After paediatric neurology evaluation and follow up, the patient was referred to the genetics clinic for testing of primary microcephaly genes. In a first round of analysis, we used a 250 K SNP GeneChip® microarray (AffymetrixTM, Inc.) and found heterozygosity of alleles at loci MCPH1,2,3,4,5,7 and 9, making the corresponding genes unlikely to cause microcephaly in the proband. Direct sequencing of the coding exons and exon-intron junctions of genes ASPM and WDR62 showed no abnormality.

For whole-exome sequencing, the proband’s genomic DNA was sheared and exonic sequences enriched using Roche SeqCap EZ Human Exome v3.0 (64 Mb) DNA capture. Sequencing was performed on a HiSeq1500 Illumina sequencer at the BRIGHTcore BRussels Interuniversity Genomics High Throughput core [8]. Raw sequences were aligned to the reference genome GRCh37 using BWA algorithm version 0.7.10 [9], duplicated reads were then marked using Picard version 1.97 [10], alignment quality was improved using the GATK [11] realigner and base recalibrator version 2.7, and finally, variants were called using GATK Haplotype Caller version 2.7. The resulting variant set was annotated and filtered using the Highlander software [12]. Variants were filtered for quality criteria (pass GATK standard filter, read depth > 5, variant confidence by depth ≥ 10), allelic frequency < 0.5% (based on the maximum minor allele frequency found in ExAC, 1000G, ESP6500, gonl, ARIC5606 and our in-house database), nonsynonymous or splice junction effect in protein coding genes (using biotype from Ensembl [13] and snpeff_effect from SnpEff [14]) and genotype (homozygous or heterozygous variants in a subset of 68 primary microcephaly genes that we extracted from the literature (Additional file 1), and homozygous or biallelic variants from all other genes of the exome). Variants were then sorted by decreasing Combined Annotation Dependent Depletion (CADD) score [15]. A CADD score between 0 and 10 is associated with non-deleterious variants, and scores greater or equal to 20 are associated with the 1% most deleterious substitutions possible. The variant of interest was confirmed by Sanger sequencing of exon 13 of AP4M1. DNA was amplified using a standard Polymerase Chain Reaction (forward primer: AGTACAGCCCACACCCACAC, reverse primer: CACCTTCTTGAGGCAGACCC). The PCR product was purified with Exosap-IT (Affymetrix), and sequenced by the company Beckman Coulter Genomics.

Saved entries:
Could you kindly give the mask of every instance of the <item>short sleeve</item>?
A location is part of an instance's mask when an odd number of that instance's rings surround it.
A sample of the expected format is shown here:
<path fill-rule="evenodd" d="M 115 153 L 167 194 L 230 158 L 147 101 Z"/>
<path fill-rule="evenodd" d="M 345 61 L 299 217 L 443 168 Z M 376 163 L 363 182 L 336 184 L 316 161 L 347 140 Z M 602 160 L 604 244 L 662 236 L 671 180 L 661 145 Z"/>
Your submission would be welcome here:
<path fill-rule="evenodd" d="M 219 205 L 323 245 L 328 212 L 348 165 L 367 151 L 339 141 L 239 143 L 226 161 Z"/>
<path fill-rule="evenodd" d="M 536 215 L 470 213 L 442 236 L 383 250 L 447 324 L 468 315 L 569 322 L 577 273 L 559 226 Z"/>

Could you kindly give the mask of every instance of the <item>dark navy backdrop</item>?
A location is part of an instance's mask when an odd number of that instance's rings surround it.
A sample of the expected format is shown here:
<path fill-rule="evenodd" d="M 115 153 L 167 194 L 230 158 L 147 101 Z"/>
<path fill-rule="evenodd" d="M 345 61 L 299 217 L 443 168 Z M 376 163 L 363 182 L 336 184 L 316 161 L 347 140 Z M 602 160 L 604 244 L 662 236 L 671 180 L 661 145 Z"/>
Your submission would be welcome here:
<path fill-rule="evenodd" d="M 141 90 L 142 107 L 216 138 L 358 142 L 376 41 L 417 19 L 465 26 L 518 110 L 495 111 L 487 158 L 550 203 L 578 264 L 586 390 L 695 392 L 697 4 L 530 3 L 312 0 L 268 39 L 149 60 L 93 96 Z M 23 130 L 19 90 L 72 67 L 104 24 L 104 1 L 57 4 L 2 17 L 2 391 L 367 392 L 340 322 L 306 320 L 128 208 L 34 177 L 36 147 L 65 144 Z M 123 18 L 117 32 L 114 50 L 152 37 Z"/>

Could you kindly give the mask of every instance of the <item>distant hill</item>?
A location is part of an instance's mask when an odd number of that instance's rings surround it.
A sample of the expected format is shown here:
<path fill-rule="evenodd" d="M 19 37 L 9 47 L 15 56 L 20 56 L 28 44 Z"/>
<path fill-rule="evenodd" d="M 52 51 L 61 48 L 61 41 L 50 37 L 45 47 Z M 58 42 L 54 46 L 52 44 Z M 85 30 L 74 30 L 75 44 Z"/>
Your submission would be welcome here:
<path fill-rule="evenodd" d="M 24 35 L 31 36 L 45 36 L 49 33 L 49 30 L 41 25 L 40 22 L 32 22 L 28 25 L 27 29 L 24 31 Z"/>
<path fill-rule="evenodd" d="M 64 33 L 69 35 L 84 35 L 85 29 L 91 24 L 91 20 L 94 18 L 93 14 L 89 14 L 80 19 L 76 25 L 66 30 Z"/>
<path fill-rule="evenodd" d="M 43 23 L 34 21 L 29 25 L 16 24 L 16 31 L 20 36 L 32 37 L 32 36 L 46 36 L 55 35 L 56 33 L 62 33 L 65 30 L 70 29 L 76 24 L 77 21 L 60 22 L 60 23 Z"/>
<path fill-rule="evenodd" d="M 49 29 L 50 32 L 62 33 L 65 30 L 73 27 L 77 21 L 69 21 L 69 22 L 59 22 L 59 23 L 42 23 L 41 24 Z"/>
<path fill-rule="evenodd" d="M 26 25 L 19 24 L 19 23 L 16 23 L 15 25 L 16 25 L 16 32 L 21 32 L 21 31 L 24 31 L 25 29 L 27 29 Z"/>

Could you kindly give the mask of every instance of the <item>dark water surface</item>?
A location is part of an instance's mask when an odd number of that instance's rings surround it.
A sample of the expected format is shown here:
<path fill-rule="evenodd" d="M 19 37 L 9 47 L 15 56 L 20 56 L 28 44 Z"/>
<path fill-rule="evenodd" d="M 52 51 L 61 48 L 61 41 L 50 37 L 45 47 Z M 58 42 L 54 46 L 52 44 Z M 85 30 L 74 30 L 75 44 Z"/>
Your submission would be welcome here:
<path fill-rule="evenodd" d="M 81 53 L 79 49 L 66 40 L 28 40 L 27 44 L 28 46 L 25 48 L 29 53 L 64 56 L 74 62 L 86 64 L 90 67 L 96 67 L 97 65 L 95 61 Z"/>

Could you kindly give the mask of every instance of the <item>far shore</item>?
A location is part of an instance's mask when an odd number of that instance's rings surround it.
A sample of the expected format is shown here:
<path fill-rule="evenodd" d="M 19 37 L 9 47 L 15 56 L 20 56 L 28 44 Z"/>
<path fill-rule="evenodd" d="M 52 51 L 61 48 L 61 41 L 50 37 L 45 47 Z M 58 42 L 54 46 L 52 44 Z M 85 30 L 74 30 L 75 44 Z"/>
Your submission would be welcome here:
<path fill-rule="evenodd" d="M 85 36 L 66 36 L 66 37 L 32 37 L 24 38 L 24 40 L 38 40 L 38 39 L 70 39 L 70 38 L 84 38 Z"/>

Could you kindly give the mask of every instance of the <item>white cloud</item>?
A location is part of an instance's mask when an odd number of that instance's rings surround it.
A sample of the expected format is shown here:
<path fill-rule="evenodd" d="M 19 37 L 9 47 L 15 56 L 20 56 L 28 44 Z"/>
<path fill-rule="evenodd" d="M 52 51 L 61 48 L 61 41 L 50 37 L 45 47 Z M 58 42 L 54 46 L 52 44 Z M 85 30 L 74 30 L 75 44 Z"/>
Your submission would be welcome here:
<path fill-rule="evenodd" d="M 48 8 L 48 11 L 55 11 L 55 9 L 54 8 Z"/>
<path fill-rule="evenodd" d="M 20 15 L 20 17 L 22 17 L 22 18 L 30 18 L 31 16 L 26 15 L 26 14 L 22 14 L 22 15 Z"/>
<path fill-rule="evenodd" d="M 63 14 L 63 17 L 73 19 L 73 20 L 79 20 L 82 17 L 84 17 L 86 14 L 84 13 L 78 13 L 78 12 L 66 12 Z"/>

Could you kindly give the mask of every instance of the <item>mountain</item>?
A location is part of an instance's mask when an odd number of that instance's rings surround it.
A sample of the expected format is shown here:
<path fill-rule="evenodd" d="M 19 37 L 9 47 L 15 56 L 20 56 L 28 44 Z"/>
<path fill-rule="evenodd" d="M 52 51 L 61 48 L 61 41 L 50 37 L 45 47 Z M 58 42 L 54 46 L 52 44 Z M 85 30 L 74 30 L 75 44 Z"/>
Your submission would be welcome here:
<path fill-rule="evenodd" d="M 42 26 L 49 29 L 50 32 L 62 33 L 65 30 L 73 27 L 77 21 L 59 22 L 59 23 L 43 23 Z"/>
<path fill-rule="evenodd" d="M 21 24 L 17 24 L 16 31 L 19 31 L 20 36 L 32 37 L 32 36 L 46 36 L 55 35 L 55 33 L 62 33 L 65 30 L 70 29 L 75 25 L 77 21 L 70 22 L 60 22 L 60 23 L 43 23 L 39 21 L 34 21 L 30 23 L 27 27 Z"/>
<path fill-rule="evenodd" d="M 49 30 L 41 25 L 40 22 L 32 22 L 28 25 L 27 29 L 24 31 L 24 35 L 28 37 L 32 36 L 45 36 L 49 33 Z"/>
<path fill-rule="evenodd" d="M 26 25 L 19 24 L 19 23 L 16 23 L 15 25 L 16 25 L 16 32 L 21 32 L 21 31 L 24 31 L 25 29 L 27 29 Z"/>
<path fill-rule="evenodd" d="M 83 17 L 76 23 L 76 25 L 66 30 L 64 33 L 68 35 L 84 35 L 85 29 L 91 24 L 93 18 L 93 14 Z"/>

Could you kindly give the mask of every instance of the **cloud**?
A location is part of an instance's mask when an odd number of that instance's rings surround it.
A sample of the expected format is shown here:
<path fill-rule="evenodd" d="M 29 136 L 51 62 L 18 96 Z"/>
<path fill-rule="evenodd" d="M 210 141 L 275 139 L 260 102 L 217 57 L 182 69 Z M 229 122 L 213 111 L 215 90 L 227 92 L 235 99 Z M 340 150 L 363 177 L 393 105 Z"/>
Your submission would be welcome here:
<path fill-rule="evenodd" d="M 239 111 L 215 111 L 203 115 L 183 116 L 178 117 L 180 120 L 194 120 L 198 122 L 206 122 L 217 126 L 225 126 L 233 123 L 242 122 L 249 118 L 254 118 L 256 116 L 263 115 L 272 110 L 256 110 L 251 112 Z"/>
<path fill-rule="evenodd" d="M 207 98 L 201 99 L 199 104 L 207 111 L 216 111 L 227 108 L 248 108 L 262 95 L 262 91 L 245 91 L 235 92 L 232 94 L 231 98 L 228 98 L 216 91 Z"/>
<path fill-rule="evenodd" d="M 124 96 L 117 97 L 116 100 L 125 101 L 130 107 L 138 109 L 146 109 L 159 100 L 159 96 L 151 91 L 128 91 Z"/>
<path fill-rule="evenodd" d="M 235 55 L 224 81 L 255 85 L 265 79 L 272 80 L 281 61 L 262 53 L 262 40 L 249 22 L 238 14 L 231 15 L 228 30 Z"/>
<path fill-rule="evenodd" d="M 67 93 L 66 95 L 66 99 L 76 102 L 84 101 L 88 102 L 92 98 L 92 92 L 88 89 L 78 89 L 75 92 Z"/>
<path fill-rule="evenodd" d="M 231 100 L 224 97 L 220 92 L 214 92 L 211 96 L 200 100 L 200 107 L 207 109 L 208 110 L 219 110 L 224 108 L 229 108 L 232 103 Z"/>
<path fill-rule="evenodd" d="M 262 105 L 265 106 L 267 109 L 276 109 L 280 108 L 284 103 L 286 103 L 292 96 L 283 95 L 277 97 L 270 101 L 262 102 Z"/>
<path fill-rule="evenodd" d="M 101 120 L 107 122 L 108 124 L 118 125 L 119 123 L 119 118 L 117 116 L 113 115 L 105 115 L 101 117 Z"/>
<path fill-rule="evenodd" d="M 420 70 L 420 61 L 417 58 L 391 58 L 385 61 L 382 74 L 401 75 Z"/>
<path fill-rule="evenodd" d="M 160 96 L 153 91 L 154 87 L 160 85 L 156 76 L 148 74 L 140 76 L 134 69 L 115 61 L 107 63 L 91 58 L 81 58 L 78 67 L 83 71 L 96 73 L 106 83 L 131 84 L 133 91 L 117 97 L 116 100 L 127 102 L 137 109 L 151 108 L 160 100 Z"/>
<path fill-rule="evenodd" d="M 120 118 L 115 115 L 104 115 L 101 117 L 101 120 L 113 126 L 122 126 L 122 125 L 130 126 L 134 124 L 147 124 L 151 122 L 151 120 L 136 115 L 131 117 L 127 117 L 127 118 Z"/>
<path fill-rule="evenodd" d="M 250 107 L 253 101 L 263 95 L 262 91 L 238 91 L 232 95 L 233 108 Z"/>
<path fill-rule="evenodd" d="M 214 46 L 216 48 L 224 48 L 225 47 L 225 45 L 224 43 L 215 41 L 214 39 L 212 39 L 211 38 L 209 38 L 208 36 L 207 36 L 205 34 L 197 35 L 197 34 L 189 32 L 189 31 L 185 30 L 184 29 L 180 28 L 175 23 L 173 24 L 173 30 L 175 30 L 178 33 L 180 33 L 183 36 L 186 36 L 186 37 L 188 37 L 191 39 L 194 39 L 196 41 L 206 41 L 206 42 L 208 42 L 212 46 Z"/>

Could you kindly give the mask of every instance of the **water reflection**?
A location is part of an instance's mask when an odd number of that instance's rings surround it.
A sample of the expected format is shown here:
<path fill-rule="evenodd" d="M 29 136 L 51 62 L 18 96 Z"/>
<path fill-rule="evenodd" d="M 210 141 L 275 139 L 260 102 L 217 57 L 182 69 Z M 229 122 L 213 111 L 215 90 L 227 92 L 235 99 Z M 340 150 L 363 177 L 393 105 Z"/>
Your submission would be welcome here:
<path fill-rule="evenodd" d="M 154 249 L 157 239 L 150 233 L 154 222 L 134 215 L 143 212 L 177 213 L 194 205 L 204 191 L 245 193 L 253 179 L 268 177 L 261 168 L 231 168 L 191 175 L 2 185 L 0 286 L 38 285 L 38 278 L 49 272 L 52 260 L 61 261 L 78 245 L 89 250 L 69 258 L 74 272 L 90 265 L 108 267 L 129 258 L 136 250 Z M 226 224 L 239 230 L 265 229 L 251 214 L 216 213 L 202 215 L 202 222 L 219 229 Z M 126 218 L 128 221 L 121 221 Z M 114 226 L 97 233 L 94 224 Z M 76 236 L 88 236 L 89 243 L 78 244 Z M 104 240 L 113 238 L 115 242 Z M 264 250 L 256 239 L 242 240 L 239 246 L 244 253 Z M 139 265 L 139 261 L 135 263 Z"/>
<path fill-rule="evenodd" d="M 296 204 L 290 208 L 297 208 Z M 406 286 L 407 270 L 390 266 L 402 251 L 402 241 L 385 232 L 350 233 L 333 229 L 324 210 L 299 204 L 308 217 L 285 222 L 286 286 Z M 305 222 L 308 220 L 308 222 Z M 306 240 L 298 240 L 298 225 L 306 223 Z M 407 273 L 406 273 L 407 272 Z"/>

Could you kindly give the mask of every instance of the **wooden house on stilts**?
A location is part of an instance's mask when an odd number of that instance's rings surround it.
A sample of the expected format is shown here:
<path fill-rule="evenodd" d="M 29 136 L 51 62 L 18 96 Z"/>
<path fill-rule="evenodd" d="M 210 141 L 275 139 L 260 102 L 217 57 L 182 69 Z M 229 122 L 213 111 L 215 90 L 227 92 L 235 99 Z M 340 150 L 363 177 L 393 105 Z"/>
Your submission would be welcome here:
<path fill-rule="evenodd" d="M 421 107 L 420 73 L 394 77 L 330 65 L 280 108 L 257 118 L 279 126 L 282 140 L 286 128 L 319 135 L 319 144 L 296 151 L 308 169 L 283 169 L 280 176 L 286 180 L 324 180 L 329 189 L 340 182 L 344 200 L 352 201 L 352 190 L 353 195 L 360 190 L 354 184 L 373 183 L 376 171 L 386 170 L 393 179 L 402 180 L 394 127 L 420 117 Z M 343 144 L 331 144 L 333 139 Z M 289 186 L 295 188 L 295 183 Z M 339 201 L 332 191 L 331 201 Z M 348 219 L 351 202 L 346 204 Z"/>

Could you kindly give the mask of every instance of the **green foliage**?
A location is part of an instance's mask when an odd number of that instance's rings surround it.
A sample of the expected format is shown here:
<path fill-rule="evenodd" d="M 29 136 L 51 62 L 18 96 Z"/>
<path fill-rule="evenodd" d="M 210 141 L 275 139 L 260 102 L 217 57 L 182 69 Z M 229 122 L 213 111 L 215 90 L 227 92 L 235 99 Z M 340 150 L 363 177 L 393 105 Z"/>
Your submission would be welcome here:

**ACTIVITIES:**
A - In the passage on microcephaly gene testing, translate this sentence into Spanish: "The variant of interest was confirmed by Sanger sequencing of exon 13 of AP4M1."
B - Write what comes next in the passage on microcephaly gene testing, starting after its final sentence.

**ANSWERS BELOW:**
A - La variante de interés se confirmó mediante secuenciación de Sanger del exón 13 de AP4M1.

B -
The affected child’s exome sequence data were first analyzed for rare (allele frequency <0.5%) variants in 68 primary microcephaly-related genes. This showed heterozygous missense variants in three genes: ATR (c.6109A > G p.Met1996Thr), MCPH1 (c.85C > T p.Ala3Ala) and BLM (c.3967G > A p.Gln1283Gln). Analysis of the rest of the exome data revealed 5 hemizygous, 9 compound heterozygous, and 26 homozygous variants, two of which being encompassed by a 9 Mb homozygous stretch (chr7: 91599825–100494222), consistent with homozygosity by descent (autozygosity) for this chromosomal segment. One of these three variants, located at Chr7:99,703,901, consisted of a homozygous truncating mutation in exon 13 of the AP4M1 gene, c.1170C > T (transcript_uniprot_id O00189) changing the Arginine at position 338 of the polypeptide into a stop codon, p.Arg338X (Fig. 2). The variant frequency was 3.31×10^(−5) in the Exome Aggregation Consortium [16] with only four alleles reported, all heterozygous, in 1 Latino and 3 European subjects. The variant was absent from 1000G, GoNL, ESP, and our in-house database. The mutation was located in the middle of the predicted Mu homology domain of AP4M1 which spans amino acid residues 176 through 453 (Fig. 2, left panel). Sanger sequencing confirmed homozygosity of the mutation in the proband and heterozygosity in both parents, as shown in Fig. 2 right panel (father not shown). Among all variants observed in the patient, this was the only variant predicted to cause a premature termination codon. It yielded a CADD score = 39, the highest of all observed variants.